**Extracted material:**
- - -
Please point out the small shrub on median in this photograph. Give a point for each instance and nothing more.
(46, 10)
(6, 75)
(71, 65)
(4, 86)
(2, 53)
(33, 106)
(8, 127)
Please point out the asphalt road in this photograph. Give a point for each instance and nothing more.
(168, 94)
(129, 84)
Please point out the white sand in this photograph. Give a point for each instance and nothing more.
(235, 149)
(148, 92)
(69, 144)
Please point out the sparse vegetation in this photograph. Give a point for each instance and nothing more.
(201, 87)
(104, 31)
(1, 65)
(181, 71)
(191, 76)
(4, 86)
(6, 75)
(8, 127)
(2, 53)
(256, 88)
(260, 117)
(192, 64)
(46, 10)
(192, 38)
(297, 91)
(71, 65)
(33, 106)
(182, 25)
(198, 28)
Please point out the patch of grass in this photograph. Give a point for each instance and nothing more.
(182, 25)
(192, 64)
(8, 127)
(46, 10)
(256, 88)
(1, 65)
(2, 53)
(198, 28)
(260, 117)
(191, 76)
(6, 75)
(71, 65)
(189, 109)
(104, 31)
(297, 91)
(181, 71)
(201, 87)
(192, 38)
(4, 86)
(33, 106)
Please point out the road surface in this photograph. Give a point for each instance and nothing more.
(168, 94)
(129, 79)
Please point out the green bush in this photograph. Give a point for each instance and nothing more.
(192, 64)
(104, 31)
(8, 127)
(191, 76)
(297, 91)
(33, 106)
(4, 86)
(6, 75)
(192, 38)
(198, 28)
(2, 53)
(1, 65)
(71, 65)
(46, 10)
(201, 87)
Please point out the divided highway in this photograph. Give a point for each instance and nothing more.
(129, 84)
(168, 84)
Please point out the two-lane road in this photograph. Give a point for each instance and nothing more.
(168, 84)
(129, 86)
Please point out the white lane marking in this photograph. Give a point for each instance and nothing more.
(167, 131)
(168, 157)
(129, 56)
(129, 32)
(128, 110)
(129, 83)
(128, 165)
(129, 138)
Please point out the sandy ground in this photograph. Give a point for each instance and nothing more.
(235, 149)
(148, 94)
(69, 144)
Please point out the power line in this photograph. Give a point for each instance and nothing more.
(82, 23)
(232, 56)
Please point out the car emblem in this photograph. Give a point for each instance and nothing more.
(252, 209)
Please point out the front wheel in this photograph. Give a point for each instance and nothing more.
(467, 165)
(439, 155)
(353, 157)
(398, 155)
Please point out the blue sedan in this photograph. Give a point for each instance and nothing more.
- - -
**Assignment:**
Each line of the material above must be reproduced exactly.

**The answer:**
Please point out the small shrub on median in this photograph. Give a point for each instance and nothing more.
(46, 10)
(6, 75)
(71, 65)
(4, 86)
(2, 53)
(33, 106)
(8, 127)
Please point out the asphalt road in this photograph. Give a point for each instance and nothing more.
(168, 94)
(129, 84)
Please point out the white sand in this photograph. Give a point for each instance and nothing more.
(235, 149)
(148, 92)
(69, 144)
Please point out the sparse vegetation in this photograph. Give a point for each instance and nothing more.
(201, 87)
(104, 31)
(1, 65)
(181, 71)
(191, 76)
(4, 86)
(6, 75)
(8, 127)
(2, 53)
(256, 88)
(260, 117)
(192, 64)
(46, 10)
(192, 38)
(297, 91)
(71, 65)
(33, 106)
(182, 25)
(198, 28)
Please point out the patch of grass in this photograph. Give a point for each instance and nothing more.
(182, 25)
(192, 64)
(8, 127)
(46, 10)
(256, 88)
(1, 65)
(2, 53)
(198, 28)
(260, 117)
(191, 76)
(6, 75)
(71, 65)
(189, 109)
(104, 31)
(297, 91)
(181, 71)
(201, 87)
(192, 38)
(4, 86)
(33, 106)
Please point out the road surface in this photograph. Give a point for each instance and nothing more.
(168, 94)
(129, 79)
Please point out the green bush in this photograph. Give a point for each instance and nothing more.
(192, 64)
(104, 31)
(8, 127)
(191, 76)
(297, 91)
(33, 106)
(4, 86)
(6, 75)
(192, 38)
(198, 28)
(2, 53)
(1, 65)
(71, 65)
(46, 10)
(201, 87)
Please point out the divided highway in this photograph. Give a point for each instance and nothing more.
(129, 84)
(168, 84)
Please point out the two-lane road in this photograph. Give a point for each instance and nothing more.
(168, 84)
(129, 86)
Please point out the white lane marking in this photograph. Give a point for each instance and nothing more.
(167, 131)
(168, 157)
(129, 56)
(129, 32)
(128, 110)
(129, 83)
(128, 165)
(129, 138)
Please point out the sandy ground in this photograph. Give a point for each instance and nothing more.
(235, 149)
(148, 94)
(69, 144)
Please point out the power line in this photograph. Give a point for each instance and nothing more.
(82, 23)
(232, 56)
Please point out the car emblem in this photograph. Give a point for each instance and nothing more.
(252, 209)
Please point out the front wheel in this photograph. Give a point for each instance and nothing more.
(467, 165)
(439, 155)
(353, 157)
(398, 155)
Please point out the blue sedan in this photograph. Give a point for each instance and nothing more.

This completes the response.